■ TEXTAUSZUG:
==========

Henning Mortensen hat im dritten Band
seiner Trilogie um den jungen Ib Nielsen aus Horsens
das berühmt-berüchtigte Cochrane-Gambit in
der modernen Literatur etabliert. Und Mortensen ist
nicht irgendwer, auch wenn man ihn im "Land der
Dichter und der Denker" kaum kennt, im eigentlichen
Land der Dichter, in Dänemark, wo es pro Kopf eine
deutlich höhere Dichte an erstklassigen Literaten
gibt als in Deutschland oder irgendwo sonst, in Dänemark
ist Henning Mortensen eine große Nummer, ein Hauptrepräsentant
der zeitgenössischen Schreibkunst. Der mit Spannung
erwartete soeben erschienene fünfte und letzte
Band der neuen Literaturgeschichte des Gyldendalverlages
unterstreicht das nachdrücklich [1].
Noch einmal:
1.e4 e5
2. Sf3 Sf6
3. Sxe5 d6
4. Sxf7 !?
Soweit waren wir. Da die Partie sich
früh am Morgen, noch vor der ersten Stunde zutrug,
bekam Ib, wie geschrieben steht, "seinen eigentlichen
Morgenschock. Thisetorp sprang weiter und schlug seinen
Bauern auf f7. Nun bedrohte der irre Springer sowohl
die Dame als auch den Turm. Springeropfer,
wisperte der Schulleiter, sehen Sie das, Nielsen,
ich opfere meinen Springer um Sie zu unterhalten.
Da gab es nur eines zu tun. Ib schlug den Springer mit
dem König."
4.

==========

■ ZU VERWENDENDE DATEN:
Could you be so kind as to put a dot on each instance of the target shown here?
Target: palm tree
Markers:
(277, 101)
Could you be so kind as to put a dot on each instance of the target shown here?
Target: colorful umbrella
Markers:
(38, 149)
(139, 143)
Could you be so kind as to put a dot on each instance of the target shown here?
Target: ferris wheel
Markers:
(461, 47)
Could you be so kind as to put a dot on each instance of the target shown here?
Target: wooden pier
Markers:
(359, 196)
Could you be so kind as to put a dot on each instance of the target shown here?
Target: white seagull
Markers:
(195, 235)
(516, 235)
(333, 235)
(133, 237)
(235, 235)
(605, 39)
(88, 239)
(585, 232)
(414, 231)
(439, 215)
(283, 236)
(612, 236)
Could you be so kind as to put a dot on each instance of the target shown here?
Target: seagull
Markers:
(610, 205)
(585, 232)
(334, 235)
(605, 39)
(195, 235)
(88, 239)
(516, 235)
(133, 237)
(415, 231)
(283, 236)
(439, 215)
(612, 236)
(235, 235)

==========

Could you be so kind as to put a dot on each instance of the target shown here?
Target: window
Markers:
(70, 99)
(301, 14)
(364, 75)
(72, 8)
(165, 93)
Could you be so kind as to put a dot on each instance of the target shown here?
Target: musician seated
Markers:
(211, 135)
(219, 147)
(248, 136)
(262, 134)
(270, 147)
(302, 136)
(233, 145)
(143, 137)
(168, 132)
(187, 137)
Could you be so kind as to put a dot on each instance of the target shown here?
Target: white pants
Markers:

==========

■ AUFGABENBLOCK:
[a] Übertrage aus dem Auszug über Henning Mortensen den Abschnitt von „Henning Mortensen hat“ bis „das nachdrücklich [1].“ Zeichen für Zeichen unverändert.
[b] Ziehe aus den Datensätzen jede Zeile heraus, in der die Zeichenfolge „seagull“ vorkommt.

■ LÖSUNGEN:
[a]
Henning Mortensen hat im dritten Band
seiner Trilogie um den jungen Ib Nielsen aus Horsens
das berühmt-berüchtigte Cochrane-Gambit in
der modernen Literatur etabliert. Und Mortensen ist
nicht irgendwer, auch wenn man ihn im "Land der
Dichter und der Denker" kaum kennt, im eigentlichen
Land der Dichter, in Dänemark, wo es pro Kopf eine
deutlich höhere Dichte an erstklassigen Literaten
gibt als in Deutschland oder irgendwo sonst, in Dänemark
ist Henning Mortensen eine große Nummer, ein Hauptrepräsentant
der zeitgenössischen Schreibkunst. Der mit Spannung
erwartete soeben erschienene fünfte und letzte
Band der neuen Literaturgeschichte des Gyldendalverlages
unterstreicht das nachdrücklich [1].

[b]
Target: white seagull
Target: seagull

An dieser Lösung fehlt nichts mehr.